--- START ---
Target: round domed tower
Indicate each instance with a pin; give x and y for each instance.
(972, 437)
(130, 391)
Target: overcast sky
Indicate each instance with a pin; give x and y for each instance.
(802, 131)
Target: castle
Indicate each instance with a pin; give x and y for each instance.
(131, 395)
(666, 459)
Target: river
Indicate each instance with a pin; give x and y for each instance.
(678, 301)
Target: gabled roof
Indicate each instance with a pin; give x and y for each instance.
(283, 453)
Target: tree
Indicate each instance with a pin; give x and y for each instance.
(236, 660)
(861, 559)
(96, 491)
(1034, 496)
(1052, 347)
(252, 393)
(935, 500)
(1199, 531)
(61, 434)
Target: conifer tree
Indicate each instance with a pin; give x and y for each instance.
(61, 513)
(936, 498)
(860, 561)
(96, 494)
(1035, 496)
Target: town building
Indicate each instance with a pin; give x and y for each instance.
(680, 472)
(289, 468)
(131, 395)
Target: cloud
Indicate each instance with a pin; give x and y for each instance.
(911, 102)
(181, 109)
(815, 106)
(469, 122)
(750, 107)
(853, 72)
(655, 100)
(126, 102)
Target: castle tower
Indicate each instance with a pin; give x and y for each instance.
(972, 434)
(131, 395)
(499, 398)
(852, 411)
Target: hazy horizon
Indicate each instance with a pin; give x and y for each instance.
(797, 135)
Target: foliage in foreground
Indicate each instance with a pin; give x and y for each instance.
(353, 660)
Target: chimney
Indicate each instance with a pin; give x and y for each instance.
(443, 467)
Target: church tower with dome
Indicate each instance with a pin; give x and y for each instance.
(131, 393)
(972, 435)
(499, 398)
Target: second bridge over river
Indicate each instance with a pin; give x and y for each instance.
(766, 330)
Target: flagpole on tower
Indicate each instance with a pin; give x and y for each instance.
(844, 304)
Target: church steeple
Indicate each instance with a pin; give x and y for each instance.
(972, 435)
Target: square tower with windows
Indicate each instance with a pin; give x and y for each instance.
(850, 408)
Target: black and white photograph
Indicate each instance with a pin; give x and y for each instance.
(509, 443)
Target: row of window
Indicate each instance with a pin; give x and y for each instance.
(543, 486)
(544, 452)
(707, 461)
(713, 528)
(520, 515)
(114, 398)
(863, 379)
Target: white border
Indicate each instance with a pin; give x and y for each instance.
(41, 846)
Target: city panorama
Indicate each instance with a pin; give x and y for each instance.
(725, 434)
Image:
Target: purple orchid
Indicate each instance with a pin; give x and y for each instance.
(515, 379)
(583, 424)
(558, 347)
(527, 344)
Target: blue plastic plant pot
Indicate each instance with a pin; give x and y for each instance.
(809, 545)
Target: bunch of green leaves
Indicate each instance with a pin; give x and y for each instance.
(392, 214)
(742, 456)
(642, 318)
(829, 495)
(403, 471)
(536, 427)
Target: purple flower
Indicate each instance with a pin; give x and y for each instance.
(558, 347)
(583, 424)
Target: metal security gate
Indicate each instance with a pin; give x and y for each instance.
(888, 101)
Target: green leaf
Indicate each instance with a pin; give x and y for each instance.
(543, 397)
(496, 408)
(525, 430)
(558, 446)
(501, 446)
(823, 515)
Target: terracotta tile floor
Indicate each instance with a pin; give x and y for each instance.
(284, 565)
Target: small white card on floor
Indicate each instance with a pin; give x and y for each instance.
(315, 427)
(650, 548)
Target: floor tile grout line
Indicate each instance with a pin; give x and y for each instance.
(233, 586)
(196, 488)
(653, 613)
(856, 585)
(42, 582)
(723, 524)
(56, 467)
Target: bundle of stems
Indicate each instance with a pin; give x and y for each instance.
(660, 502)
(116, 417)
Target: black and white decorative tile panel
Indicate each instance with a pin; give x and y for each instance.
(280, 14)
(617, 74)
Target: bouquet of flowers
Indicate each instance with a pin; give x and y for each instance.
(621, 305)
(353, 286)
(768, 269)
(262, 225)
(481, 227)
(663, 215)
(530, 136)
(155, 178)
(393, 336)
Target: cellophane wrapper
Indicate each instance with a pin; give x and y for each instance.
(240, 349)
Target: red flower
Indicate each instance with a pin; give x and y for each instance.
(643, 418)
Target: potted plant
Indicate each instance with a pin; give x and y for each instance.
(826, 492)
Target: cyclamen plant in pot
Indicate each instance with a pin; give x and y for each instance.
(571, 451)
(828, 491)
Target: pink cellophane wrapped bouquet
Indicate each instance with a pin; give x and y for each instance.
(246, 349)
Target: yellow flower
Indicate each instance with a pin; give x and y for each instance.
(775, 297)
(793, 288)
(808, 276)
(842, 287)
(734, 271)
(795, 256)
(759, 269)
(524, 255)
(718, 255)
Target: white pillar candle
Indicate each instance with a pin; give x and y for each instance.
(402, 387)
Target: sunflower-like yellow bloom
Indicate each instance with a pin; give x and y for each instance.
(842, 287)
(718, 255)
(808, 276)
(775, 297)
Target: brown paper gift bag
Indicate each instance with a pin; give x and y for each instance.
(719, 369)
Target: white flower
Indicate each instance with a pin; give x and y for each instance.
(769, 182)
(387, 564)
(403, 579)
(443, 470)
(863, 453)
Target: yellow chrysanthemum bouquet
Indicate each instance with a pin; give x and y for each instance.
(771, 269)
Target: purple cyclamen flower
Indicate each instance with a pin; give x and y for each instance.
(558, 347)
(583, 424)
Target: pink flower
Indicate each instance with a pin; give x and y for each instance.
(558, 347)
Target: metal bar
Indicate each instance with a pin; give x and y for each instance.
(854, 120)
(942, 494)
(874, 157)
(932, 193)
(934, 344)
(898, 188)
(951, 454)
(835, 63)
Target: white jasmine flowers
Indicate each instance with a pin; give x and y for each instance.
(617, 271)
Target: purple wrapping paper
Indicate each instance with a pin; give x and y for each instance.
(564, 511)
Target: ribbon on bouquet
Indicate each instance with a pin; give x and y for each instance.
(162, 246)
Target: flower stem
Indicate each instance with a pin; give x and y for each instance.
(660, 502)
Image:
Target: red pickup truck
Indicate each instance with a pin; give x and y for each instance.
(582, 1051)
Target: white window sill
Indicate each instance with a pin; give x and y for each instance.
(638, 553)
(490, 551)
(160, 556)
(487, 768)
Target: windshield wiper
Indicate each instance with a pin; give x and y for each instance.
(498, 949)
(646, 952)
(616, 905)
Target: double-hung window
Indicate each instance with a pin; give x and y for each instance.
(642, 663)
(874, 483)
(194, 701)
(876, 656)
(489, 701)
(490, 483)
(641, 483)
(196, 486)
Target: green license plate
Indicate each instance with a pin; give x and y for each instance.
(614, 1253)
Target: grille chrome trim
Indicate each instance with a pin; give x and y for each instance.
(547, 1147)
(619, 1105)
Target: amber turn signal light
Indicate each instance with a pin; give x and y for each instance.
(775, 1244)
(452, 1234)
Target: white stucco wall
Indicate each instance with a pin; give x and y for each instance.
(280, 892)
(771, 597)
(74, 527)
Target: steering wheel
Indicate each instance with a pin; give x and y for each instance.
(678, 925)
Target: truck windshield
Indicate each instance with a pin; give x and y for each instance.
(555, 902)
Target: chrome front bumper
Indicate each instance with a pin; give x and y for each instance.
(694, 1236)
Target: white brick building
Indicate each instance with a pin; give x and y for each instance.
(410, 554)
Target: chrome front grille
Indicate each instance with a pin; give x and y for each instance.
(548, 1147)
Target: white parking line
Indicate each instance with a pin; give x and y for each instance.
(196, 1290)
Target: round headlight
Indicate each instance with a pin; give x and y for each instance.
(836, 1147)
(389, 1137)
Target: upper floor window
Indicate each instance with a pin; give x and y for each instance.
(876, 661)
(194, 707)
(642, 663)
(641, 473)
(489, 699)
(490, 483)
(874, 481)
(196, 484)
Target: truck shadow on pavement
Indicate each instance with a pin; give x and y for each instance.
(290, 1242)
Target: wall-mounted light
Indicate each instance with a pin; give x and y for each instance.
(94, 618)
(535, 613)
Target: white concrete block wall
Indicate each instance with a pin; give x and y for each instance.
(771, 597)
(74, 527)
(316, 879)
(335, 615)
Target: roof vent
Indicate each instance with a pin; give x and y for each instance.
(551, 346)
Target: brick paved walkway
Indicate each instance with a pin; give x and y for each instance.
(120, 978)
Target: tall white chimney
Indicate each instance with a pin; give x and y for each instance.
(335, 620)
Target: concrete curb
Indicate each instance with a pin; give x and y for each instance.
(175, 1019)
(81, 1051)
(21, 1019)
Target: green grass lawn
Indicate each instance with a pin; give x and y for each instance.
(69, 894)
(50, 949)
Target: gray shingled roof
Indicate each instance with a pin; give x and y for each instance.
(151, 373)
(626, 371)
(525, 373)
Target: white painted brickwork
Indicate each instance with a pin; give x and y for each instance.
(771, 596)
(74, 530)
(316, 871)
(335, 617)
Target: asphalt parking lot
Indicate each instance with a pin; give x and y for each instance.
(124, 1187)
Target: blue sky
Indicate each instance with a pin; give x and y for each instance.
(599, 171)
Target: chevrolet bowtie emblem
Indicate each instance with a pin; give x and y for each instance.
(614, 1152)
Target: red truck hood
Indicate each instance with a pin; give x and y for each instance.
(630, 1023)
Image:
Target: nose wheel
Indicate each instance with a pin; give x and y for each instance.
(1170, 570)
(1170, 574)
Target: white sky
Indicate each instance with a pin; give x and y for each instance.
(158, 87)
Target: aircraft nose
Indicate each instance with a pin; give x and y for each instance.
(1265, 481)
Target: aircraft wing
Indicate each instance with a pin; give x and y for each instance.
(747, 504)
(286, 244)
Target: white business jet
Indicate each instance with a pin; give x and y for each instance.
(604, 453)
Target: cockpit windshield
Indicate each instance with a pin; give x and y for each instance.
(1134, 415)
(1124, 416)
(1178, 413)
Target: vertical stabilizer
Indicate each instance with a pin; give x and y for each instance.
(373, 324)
--- END ---
→ **Problem to solve**
Render the stretch of the listing above from the line containing "Target: truck shadow on pavement" through the line containing "(1178, 413)", both included, as a numbered list with one line per item. Leave out any blank lines.

→ **Exercise output**
1. Target: truck shadow on pavement
2. Indicate each instance with a pin; give x and y for each instance.
3. (290, 1242)
4. Target: wall-mounted light
5. Indicate each instance with a pin; give x and y for each instance.
6. (94, 618)
7. (535, 613)
8. Target: white concrete block wall
9. Indicate each instance with a pin; give x and y for each instance.
10. (771, 597)
11. (74, 527)
12. (316, 879)
13. (335, 615)
14. Target: roof vent
15. Indicate each instance with a pin; give x and y for each instance.
16. (551, 346)
17. Target: brick paved walkway
18. Indicate each instance with a pin; give x and y for each instance.
19. (120, 978)
20. Target: tall white chimney
21. Indicate each instance with a pin; give x and y for each instance.
22. (335, 620)
23. Target: concrete curb
24. Indicate each instance with a pin; give x and y for each instance.
25. (175, 1019)
26. (81, 1051)
27. (21, 1019)
28. Target: green grass lawn
29. Indicate each instance with a pin; give x and y for each instance.
30. (69, 894)
31. (50, 949)
32. Target: gray shingled roof
33. Indicate each instance with a pin; give x and y for each instance.
34. (151, 373)
35. (626, 371)
36. (525, 373)
37. Target: white painted brickwork
38. Indicate each instance with a pin; give x and y for each instance.
39. (771, 596)
40. (74, 530)
41. (316, 871)
42. (335, 617)
43. Target: asphalt parking lot
44. Indicate each instance with a pin; give x and y for each instance.
45. (124, 1187)
46. Target: blue sky
47. Indicate each instance with a pin; give x and y for each instance.
48. (599, 171)
49. Target: chevrolet bowtie emblem
50. Indicate each instance with a pin; give x and y for each instance.
51. (614, 1152)
52. Target: red truck hood
53. Indicate each instance with a pin; give x and y for each instance.
54. (630, 1023)
55. Image:
56. Target: nose wheel
57. Indicate each instance with a pin; give x and y for each instance.
58. (1170, 570)
59. (1170, 574)
60. Target: white sky
61. Indicate each instance with a pin; give x and y for each instance.
62. (158, 87)
63. Target: aircraft nose
64. Indicate each instance with a pin; give x and y for each instance.
65. (1265, 481)
66. Target: aircraft wing
67. Indicate each instance with a pin; give x and y for each instance.
68. (747, 504)
69. (286, 244)
70. Target: white business jet
71. Indicate each instance with a pin; give x and y for each instance.
72. (604, 453)
73. Target: cockpit windshield
74. Indicate each instance with a pin; give x and y for each instance.
75. (1134, 415)
76. (1124, 416)
77. (1178, 413)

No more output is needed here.